▸ EXERCISE DETAILS
Render every line of the material below as a numbered list, skipping blank lines and leaving the pictures out.
##### RAW RECORDS
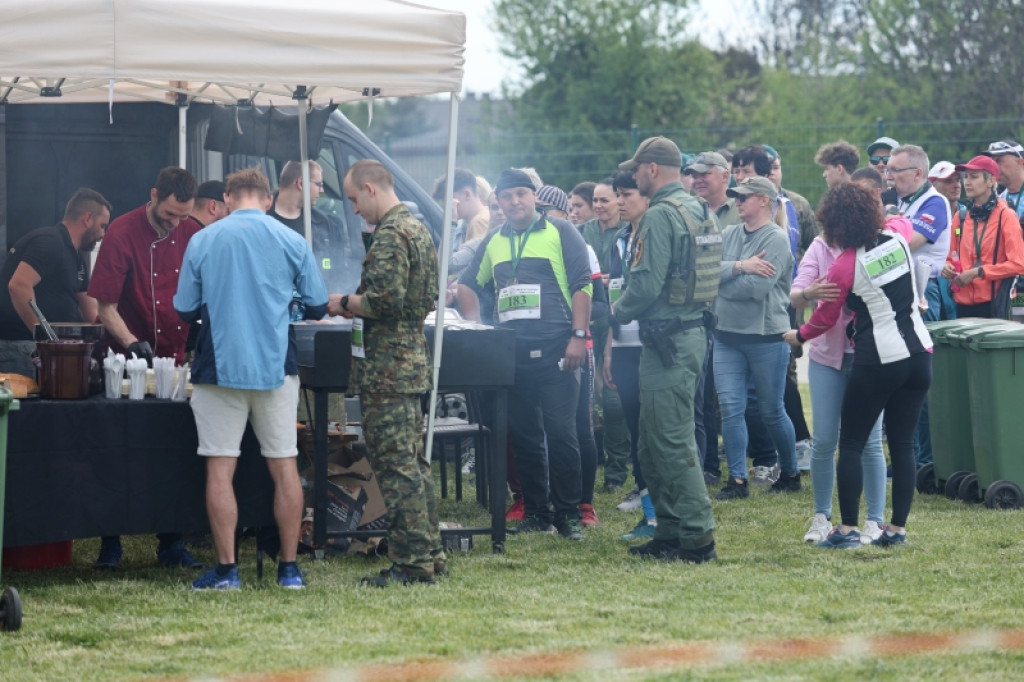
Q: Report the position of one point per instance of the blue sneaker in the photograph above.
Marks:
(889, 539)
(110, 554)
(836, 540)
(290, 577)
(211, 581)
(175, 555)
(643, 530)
##########
▸ ANSWER TO THE EXERCISE
1. Q: Report the position of one point per instance of the blue sneaker in the photograph above.
2. Marks:
3. (889, 539)
4. (110, 554)
5. (836, 540)
6. (290, 577)
7. (211, 581)
8. (175, 555)
9. (643, 530)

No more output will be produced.